### DATA ROWS
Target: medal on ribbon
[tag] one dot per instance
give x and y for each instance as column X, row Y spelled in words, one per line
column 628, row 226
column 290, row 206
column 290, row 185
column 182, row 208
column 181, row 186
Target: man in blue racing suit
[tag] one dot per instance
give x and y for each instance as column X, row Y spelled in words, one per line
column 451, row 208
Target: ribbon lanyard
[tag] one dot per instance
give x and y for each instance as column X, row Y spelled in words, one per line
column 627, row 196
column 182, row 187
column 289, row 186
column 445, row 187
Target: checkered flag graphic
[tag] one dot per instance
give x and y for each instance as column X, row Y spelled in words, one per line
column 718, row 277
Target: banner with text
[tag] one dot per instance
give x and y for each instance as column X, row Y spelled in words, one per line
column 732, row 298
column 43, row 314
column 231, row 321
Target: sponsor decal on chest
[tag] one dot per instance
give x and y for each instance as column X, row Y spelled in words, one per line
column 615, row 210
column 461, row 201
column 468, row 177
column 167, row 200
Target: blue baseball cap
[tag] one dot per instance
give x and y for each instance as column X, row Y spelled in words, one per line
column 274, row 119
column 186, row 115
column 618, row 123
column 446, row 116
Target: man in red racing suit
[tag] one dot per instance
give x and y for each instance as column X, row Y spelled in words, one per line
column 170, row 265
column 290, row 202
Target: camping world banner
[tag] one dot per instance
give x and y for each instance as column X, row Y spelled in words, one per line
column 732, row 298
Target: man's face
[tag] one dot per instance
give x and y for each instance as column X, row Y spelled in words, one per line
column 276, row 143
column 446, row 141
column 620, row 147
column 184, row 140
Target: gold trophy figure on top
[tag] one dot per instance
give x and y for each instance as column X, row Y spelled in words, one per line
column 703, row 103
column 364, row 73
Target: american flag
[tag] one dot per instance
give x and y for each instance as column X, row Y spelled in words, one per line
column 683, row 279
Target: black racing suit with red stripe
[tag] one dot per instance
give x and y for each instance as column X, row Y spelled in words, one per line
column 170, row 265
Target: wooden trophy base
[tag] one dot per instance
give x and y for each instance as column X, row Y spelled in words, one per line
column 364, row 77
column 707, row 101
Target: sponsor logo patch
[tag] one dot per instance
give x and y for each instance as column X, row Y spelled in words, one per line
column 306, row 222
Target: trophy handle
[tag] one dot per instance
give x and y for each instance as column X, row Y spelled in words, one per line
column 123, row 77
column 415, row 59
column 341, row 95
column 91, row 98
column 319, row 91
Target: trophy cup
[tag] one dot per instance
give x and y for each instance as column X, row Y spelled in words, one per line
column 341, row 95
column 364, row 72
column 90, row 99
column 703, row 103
######
EXERCISE AIM >> Could you express the listing above as a Markdown table with the columns Row and Line, numbering each line and leaving out any blank lines?

ANSWER >>
| Row | Line |
|---|---|
| 1 | Target: medal on ribbon |
| 2 | [tag] one dot per instance |
| 3 | give x and y for each instance as column X, row Y spelled in words, one per line |
| 4 | column 628, row 226 |
| 5 | column 290, row 206 |
| 6 | column 290, row 185 |
| 7 | column 182, row 208 |
| 8 | column 181, row 186 |
| 9 | Target: man in blue racing suit |
| 10 | [tag] one dot per instance |
| 11 | give x and y for each instance as column X, row Y spelled in words, one per line |
| 12 | column 451, row 208 |
| 13 | Target: ribbon lanyard |
| 14 | [tag] one dot per instance |
| 15 | give x and y for each instance as column X, row Y spelled in words, one per line |
| 16 | column 627, row 196 |
| 17 | column 182, row 187 |
| 18 | column 289, row 186 |
| 19 | column 445, row 187 |
| 20 | Target: checkered flag graphic |
| 21 | [tag] one dot per instance |
| 22 | give x and y for each instance as column X, row Y spelled in words, one per line |
| 23 | column 718, row 277 |
| 24 | Target: banner with text |
| 25 | [tag] one dot per instance |
| 26 | give x and y for each instance as column X, row Y spelled in words, one per line |
| 27 | column 732, row 298 |
| 28 | column 43, row 314 |
| 29 | column 231, row 321 |
| 30 | Target: sponsor decal on chest |
| 31 | [tag] one dot per instance |
| 32 | give x and y for each instance as column X, row Y spelled in words, one per line |
| 33 | column 615, row 210 |
| 34 | column 461, row 201 |
| 35 | column 468, row 177 |
| 36 | column 167, row 200 |
| 37 | Target: blue baseball cap |
| 38 | [tag] one dot per instance |
| 39 | give x and y for each instance as column X, row Y spelled in words, one per line |
| 40 | column 274, row 119 |
| 41 | column 186, row 115 |
| 42 | column 618, row 123 |
| 43 | column 446, row 116 |
| 44 | Target: man in red racing suit |
| 45 | [tag] one dot per instance |
| 46 | give x and y for each instance as column X, row Y spelled in words, one per line |
| 47 | column 170, row 265 |
| 48 | column 290, row 202 |
| 49 | Target: camping world banner |
| 50 | [tag] one dot per instance |
| 51 | give x and y for each instance as column X, row Y spelled in words, one per line |
| 52 | column 732, row 298 |
| 53 | Target: man's face |
| 54 | [tag] one dot per instance |
| 55 | give x and y for each instance as column X, row Y spelled in words, one per line |
| 56 | column 276, row 143 |
| 57 | column 446, row 141 |
| 58 | column 620, row 147 |
| 59 | column 184, row 140 |
| 60 | Target: gold trophy figure on top |
| 61 | [tag] one dot per instance |
| 62 | give x and y for each instance as column X, row Y spelled in words, one per line |
| 63 | column 703, row 103 |
| 64 | column 364, row 73 |
| 65 | Target: american flag |
| 66 | [tag] one dot per instance |
| 67 | give x and y for each instance as column X, row Y spelled in words, one per line |
| 68 | column 683, row 279 |
| 69 | Target: black racing suit with red stripe |
| 70 | [tag] one dot per instance |
| 71 | give x and y for each instance as column X, row Y spelled in words, one per line |
| 72 | column 170, row 265 |
| 73 | Target: wooden trophy base |
| 74 | [tag] one dot per instance |
| 75 | give x and y for each instance as column X, row Y spelled in words, one per line |
| 76 | column 364, row 77 |
| 77 | column 707, row 101 |
| 78 | Target: sponsor logo patch |
| 79 | [tag] one dot per instance |
| 80 | give x and y for each instance as column X, row Y spelled in words, one per line |
| 81 | column 306, row 222 |
| 82 | Target: trophy handle |
| 83 | [tag] one dot per instance |
| 84 | give x and y for each instance as column X, row Y spelled in words, one per line |
| 85 | column 123, row 77 |
| 86 | column 415, row 59 |
| 87 | column 341, row 95 |
| 88 | column 91, row 98 |
| 89 | column 319, row 91 |
| 90 | Target: trophy cup |
| 91 | [tag] one dot per instance |
| 92 | give x and y for each instance as column X, row Y spelled in words, one per line |
| 93 | column 341, row 95 |
| 94 | column 364, row 72 |
| 95 | column 90, row 99 |
| 96 | column 703, row 103 |